Source data
--- START ---

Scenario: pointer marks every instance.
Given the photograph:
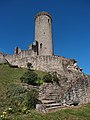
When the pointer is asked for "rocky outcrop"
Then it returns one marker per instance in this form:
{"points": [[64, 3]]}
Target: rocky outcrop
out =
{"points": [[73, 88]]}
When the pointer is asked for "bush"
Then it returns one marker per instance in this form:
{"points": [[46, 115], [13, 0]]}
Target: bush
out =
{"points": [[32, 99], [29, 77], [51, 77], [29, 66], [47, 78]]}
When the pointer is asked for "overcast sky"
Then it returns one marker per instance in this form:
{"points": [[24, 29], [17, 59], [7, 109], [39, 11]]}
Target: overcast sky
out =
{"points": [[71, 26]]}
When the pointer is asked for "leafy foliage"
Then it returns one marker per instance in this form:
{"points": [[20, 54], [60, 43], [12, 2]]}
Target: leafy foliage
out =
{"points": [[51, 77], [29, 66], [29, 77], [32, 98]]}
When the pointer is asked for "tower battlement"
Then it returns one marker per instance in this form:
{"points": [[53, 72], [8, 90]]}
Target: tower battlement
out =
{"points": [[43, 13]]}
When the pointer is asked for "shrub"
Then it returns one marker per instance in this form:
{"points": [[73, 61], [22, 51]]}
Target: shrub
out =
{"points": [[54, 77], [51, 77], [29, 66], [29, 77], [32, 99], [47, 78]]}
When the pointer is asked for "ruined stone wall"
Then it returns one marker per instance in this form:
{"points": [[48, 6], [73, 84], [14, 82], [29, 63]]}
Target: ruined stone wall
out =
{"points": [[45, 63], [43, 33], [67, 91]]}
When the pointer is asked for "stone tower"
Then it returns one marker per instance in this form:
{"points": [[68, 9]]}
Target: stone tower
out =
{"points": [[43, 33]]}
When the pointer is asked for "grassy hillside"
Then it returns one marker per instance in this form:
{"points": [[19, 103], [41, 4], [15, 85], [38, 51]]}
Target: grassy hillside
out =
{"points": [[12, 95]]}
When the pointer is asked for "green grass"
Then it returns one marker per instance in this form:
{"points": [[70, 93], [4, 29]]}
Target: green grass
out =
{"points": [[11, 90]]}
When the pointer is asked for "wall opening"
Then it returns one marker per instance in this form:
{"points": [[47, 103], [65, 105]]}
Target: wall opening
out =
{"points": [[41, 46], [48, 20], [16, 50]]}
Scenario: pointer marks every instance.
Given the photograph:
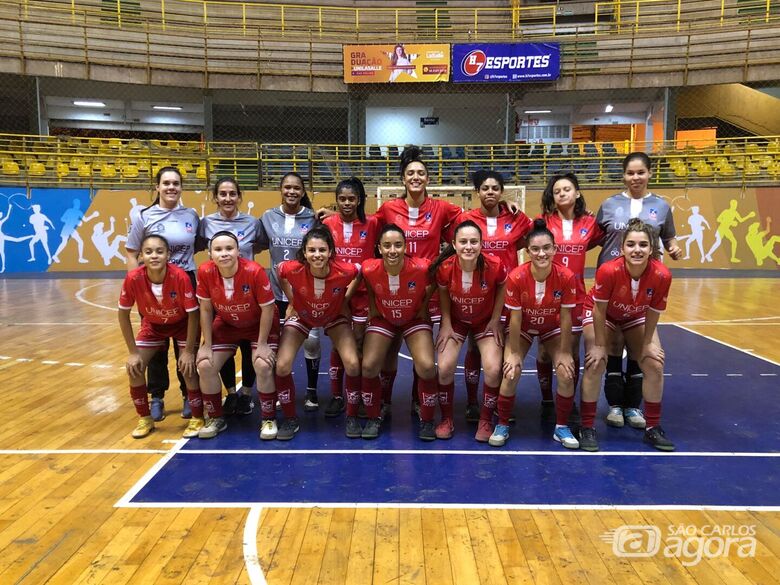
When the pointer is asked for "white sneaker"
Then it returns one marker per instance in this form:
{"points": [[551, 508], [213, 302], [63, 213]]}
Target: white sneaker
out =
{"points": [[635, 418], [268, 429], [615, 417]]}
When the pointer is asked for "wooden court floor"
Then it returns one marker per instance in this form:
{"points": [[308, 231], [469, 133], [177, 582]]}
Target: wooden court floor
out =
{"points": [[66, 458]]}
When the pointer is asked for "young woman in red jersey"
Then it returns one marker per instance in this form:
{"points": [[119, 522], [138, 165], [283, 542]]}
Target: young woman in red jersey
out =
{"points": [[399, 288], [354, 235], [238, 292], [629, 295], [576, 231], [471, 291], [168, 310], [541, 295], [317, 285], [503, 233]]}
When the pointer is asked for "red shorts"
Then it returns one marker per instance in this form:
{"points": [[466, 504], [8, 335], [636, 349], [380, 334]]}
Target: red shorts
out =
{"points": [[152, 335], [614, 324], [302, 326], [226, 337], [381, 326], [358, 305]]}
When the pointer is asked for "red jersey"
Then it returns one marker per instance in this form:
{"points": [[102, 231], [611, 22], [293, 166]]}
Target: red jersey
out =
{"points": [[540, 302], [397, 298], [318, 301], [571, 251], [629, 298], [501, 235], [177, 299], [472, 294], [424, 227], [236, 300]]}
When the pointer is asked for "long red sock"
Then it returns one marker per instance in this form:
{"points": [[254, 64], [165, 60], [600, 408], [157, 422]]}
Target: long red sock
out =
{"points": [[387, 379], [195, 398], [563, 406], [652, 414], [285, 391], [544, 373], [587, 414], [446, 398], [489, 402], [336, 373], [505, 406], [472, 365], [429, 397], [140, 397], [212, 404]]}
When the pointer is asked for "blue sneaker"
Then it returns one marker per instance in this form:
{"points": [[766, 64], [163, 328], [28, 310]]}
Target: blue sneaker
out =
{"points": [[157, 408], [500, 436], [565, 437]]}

--- END ---

PROBLEM: Give back the records above word for word, minus any image they hold.

SOLUTION FOR THIS EXERCISE:
Scenario: pointer marks every instance.
Given the photograph:
When the pointer is asked for "rocky outcrop"
Then it returns one marker per instance in this form:
{"points": [[64, 3]]}
Target: rocky outcrop
out =
{"points": [[73, 88]]}
When the pointer is asked for "bush"
Then it returns one marker per instance in this form:
{"points": [[46, 115], [13, 0]]}
Target: bush
out =
{"points": [[32, 99], [29, 77], [51, 77], [29, 66], [47, 78]]}
When the pointer is asked for "overcast sky"
Then it returns one marker per instance in this form:
{"points": [[24, 29], [17, 59], [7, 109], [39, 11]]}
Target: overcast sky
out =
{"points": [[71, 26]]}
When the pointer is asked for "leafy foliage"
Then it returns one marker per instance in this form:
{"points": [[20, 54], [60, 43], [12, 2]]}
Target: leafy foliage
out =
{"points": [[51, 77], [29, 66], [29, 77], [32, 98]]}
When the pointer is asked for "tower battlement"
Then it returns one marker per instance in this form:
{"points": [[53, 72], [8, 90]]}
Target: tower battlement
out =
{"points": [[43, 13]]}
When the pointer is asked for "shrub"
Then it returns one marker per instance in this form:
{"points": [[73, 61], [22, 51]]}
Target: shrub
out =
{"points": [[54, 77], [51, 77], [29, 66], [29, 77], [32, 99], [47, 78]]}
When the pointer is asked for "ruined stone wall"
Then it returns one marker per instance in this form:
{"points": [[48, 6], [73, 84], [14, 82], [29, 63]]}
Target: ruined stone wall
out =
{"points": [[45, 63], [43, 33], [67, 91]]}
When the pointer is asked for "stone tower"
Then it returns one marker per instance in this form:
{"points": [[68, 9]]}
Target: stone tower
out =
{"points": [[43, 33]]}
When the pointer is asked for "grassy hillside"
Then it returns one marker per instance in this form:
{"points": [[19, 103], [41, 4], [15, 85], [38, 51]]}
Target: grassy hillside
out =
{"points": [[12, 95]]}
When the pointer is asked for "green grass"
Then it returns one marker per instance in this form:
{"points": [[70, 93], [4, 29]]}
Target: green grass
out =
{"points": [[11, 90]]}
When the pointer is asked for "wall opening"
Then it returns one marker per instance in this form:
{"points": [[47, 103], [65, 105]]}
Target: wall opening
out =
{"points": [[41, 46], [48, 20], [16, 50]]}
Scenario: pointer marks every instance.
Given the photograph:
When the pointer is asked for "white sneaker"
Then it returns one marker per instance in this form:
{"points": [[551, 508], [213, 302], [63, 213]]}
Target: white sneaker
out =
{"points": [[635, 418], [268, 429], [615, 417]]}
When the pointer is asked for "wooden court floor"
Then it returns one marker per instance in this form:
{"points": [[308, 231], [469, 133], [177, 582]]}
Target: wooden court floor
out =
{"points": [[66, 458]]}
When the pointer is asked for "young woman in red jersey"
Then it returns one marker per instance in this form:
{"points": [[119, 522], [138, 165], [283, 542]]}
Target: young woman in red jersey
out =
{"points": [[399, 288], [354, 235], [238, 292], [629, 295], [576, 231], [471, 291], [168, 310], [541, 295], [317, 285], [503, 233]]}
When the pointer is asked for "red shorts"
Then it returns one marker per instance in this form:
{"points": [[466, 504], [8, 335], [636, 349], [380, 334]]}
Target: red shorts
out =
{"points": [[152, 335], [614, 324], [302, 326], [226, 337], [381, 326], [358, 305]]}
When the pointer is asked for "red jersey"
Then it returns one marker per instance in this form:
{"points": [[102, 231], [611, 22], [293, 166]]}
Target: red jersey
out =
{"points": [[540, 302], [397, 298], [318, 301], [571, 251], [629, 298], [501, 235], [177, 299], [472, 294], [424, 227], [236, 300]]}
When the pointer is asked for "long red sock"
Then it returns one marker per instance in this form:
{"points": [[254, 64], [165, 60], [600, 408], [157, 422]]}
Target: long red sock
out =
{"points": [[387, 379], [195, 398], [563, 406], [652, 414], [285, 391], [544, 373], [587, 414], [446, 398], [489, 402], [336, 373], [505, 406], [472, 365], [429, 397], [140, 397], [212, 404]]}
When the pointer is asked for "blue sneaker"
Then it returns one marker per instance in this form:
{"points": [[766, 64], [163, 328], [28, 310]]}
Target: blue sneaker
out =
{"points": [[157, 408], [500, 436], [565, 437]]}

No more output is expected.